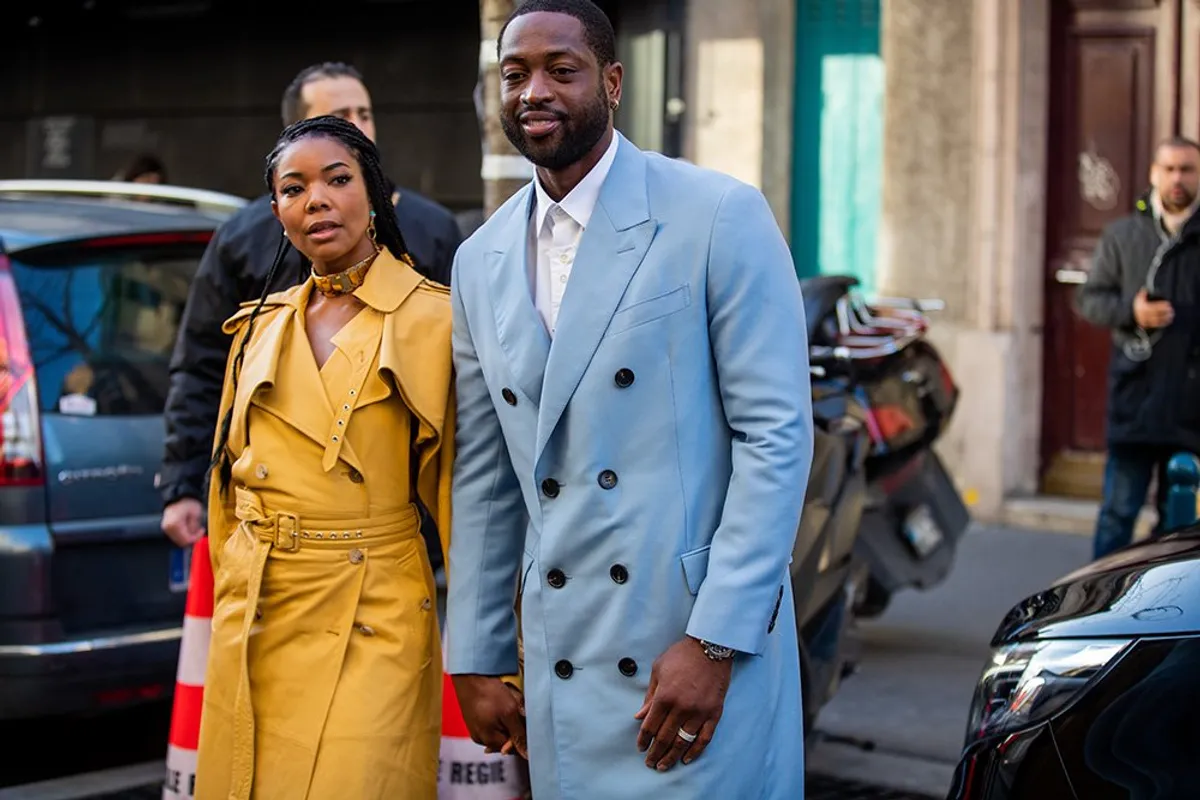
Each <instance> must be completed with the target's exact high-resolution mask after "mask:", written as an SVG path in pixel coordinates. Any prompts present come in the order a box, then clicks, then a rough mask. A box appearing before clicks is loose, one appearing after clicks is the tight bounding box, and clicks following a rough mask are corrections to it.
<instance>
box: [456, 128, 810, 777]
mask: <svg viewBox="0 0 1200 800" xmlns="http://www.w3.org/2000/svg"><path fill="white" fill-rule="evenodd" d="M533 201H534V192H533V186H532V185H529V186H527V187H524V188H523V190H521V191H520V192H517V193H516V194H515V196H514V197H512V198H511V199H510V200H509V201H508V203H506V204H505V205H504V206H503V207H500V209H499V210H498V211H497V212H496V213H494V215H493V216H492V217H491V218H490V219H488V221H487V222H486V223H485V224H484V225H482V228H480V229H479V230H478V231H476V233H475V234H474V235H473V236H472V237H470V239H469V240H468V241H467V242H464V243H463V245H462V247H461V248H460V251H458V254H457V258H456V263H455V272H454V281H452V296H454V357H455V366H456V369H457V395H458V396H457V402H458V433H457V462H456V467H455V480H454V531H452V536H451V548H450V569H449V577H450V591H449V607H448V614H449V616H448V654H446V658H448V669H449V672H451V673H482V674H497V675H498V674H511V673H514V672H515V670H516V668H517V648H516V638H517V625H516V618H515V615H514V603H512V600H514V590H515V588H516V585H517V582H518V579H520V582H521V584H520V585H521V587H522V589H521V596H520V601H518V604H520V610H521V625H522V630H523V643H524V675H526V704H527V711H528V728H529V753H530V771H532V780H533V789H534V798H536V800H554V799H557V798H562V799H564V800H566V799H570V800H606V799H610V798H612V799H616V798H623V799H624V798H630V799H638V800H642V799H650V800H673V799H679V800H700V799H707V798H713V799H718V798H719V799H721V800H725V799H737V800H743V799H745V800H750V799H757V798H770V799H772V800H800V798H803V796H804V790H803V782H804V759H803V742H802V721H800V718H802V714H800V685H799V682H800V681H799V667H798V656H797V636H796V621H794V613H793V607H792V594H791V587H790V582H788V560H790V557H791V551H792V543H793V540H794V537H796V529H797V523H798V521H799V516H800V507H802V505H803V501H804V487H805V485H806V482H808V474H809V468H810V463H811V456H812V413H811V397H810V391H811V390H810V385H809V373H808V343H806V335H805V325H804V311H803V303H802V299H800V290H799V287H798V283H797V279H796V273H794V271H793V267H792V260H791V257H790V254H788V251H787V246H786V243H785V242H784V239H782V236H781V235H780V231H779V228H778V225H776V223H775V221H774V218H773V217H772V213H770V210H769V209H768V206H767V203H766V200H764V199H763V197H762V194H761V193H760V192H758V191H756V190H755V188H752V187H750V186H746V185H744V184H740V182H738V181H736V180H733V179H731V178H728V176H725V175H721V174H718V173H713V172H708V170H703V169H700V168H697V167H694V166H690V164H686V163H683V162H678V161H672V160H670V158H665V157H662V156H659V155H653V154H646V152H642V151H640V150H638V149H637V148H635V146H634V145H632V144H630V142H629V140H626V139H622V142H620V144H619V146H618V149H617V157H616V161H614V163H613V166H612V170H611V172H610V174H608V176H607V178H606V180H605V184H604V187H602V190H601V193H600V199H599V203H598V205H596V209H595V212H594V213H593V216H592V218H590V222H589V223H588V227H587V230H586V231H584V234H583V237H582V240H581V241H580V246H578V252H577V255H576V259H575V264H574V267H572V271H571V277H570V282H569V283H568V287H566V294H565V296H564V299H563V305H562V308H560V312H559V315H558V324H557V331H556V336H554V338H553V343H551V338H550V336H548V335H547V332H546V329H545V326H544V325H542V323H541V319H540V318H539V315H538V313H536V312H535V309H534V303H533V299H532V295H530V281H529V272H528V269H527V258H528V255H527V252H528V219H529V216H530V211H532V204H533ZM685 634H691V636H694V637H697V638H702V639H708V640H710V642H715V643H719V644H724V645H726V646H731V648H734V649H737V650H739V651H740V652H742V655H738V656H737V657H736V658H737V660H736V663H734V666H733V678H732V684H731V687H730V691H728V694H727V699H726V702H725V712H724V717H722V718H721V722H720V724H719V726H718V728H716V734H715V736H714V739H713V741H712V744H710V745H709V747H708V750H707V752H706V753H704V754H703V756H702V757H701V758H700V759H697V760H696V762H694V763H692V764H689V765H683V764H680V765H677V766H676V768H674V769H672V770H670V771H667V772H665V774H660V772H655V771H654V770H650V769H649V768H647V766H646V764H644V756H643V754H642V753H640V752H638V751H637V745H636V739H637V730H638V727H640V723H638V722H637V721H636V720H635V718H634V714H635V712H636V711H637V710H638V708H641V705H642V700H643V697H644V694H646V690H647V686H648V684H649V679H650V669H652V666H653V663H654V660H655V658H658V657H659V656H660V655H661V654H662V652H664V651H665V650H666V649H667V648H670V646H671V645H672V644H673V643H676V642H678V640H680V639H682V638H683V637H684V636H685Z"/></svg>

- - -

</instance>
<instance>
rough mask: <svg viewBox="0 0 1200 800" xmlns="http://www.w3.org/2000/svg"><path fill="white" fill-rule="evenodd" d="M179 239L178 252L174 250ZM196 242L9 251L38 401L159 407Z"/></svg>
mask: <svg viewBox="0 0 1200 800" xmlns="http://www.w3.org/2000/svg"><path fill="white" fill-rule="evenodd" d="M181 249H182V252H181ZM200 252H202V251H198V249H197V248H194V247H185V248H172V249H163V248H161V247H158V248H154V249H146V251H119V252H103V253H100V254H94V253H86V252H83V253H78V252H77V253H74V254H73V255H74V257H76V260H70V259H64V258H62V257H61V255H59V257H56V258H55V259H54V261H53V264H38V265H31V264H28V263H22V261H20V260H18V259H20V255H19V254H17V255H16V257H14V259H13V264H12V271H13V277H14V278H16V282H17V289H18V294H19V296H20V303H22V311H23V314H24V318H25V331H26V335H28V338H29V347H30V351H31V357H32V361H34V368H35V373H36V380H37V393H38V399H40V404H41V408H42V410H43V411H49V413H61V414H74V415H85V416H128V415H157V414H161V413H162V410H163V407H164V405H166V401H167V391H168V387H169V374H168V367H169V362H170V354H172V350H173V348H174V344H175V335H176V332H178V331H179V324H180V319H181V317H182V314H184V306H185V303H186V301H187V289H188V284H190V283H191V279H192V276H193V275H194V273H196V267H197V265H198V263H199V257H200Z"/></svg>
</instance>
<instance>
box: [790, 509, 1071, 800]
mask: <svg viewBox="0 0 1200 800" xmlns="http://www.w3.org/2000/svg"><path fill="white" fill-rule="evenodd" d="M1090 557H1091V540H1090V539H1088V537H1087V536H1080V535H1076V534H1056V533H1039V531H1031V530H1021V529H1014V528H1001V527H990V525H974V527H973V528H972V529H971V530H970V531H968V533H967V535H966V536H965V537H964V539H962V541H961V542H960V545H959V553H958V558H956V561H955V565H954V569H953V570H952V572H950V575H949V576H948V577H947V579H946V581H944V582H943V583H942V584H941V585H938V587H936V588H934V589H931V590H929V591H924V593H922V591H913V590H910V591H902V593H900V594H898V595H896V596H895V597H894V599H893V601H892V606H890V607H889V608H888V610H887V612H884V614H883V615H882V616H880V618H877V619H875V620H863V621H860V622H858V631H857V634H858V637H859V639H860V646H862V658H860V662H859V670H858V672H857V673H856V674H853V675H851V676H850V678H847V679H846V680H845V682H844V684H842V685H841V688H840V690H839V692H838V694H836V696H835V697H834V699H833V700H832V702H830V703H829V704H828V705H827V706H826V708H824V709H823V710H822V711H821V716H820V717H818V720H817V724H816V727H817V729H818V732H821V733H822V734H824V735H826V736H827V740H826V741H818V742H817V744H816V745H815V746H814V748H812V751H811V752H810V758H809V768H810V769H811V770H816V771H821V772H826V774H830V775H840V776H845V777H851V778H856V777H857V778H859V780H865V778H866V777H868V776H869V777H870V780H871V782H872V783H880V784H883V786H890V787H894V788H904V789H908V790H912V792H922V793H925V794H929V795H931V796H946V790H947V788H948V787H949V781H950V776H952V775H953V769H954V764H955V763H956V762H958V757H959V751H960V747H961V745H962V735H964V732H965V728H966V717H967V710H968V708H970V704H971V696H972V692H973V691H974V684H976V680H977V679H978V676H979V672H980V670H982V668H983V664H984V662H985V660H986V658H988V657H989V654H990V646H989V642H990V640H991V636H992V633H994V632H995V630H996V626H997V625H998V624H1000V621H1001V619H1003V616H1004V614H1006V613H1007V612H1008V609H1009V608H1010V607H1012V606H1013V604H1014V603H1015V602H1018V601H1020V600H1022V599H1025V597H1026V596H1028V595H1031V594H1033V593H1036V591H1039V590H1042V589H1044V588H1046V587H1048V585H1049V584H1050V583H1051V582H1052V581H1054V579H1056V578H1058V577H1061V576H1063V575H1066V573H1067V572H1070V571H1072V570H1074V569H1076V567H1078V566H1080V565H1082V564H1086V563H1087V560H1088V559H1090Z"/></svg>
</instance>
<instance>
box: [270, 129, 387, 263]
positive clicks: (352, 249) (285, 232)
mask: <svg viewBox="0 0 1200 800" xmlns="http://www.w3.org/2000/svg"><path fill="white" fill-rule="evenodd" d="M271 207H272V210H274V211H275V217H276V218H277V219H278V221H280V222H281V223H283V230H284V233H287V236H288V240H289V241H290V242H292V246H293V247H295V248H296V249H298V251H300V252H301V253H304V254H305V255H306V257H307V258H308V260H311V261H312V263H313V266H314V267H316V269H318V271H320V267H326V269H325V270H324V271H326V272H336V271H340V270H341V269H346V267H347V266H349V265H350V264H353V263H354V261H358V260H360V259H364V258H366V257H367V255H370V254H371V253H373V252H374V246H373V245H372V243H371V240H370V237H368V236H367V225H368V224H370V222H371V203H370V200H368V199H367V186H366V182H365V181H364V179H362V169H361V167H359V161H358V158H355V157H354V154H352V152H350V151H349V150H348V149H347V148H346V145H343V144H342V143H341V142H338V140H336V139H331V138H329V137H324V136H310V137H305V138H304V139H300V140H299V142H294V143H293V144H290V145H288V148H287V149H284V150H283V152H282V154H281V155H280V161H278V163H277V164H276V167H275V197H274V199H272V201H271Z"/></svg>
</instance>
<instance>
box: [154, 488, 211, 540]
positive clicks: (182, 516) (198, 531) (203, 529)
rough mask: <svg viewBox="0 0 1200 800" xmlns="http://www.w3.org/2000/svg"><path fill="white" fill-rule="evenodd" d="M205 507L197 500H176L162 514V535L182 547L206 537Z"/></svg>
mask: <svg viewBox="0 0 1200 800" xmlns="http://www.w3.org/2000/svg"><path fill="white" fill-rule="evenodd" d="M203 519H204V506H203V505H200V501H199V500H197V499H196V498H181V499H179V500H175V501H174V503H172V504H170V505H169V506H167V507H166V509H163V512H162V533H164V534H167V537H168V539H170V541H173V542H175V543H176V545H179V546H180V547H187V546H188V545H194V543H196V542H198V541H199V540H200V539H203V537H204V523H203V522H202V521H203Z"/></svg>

- - -

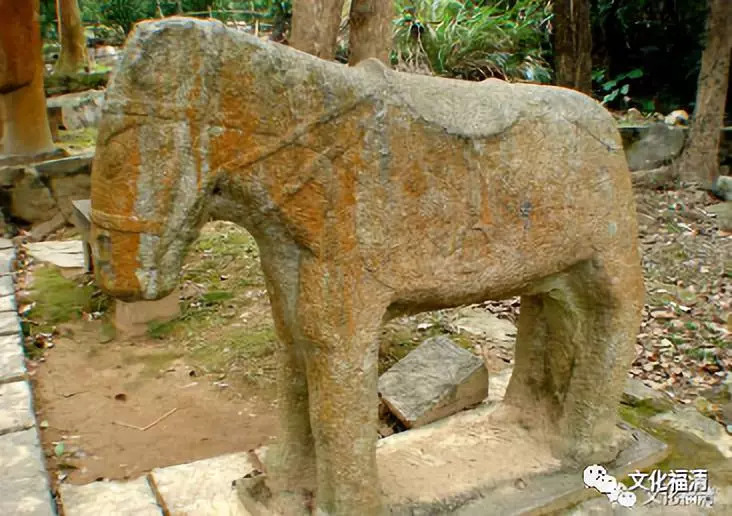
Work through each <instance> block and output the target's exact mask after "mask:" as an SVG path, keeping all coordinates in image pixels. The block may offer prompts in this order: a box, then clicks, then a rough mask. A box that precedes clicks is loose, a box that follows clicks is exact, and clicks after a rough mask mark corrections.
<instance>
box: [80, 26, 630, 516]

- - -

Assigned task:
From the listing above, return every line that contains the word "loose".

Answer to this exercise:
Each <instance> must be completed with the target's exact high-resolution mask after "mask:", written as an SVG path in pixel coordinates. Any prompts present come in the order a box, then clicks, then a rough mask. A box appearing before clicks is loose, one appearing after clicks is the tight bounding box, and clicks following a rough mask are corrections to it.
Work through each <instance> block and output the target's exact mask after "mask:" as an SVG path, keeping all coordinates in image pixels. The block may offer prompts in this order: a box, then clicks, then a rough mask. A box that precedes clicks is loose, a box that follows clicks is exact, and clicks after a rough mask mark corrections.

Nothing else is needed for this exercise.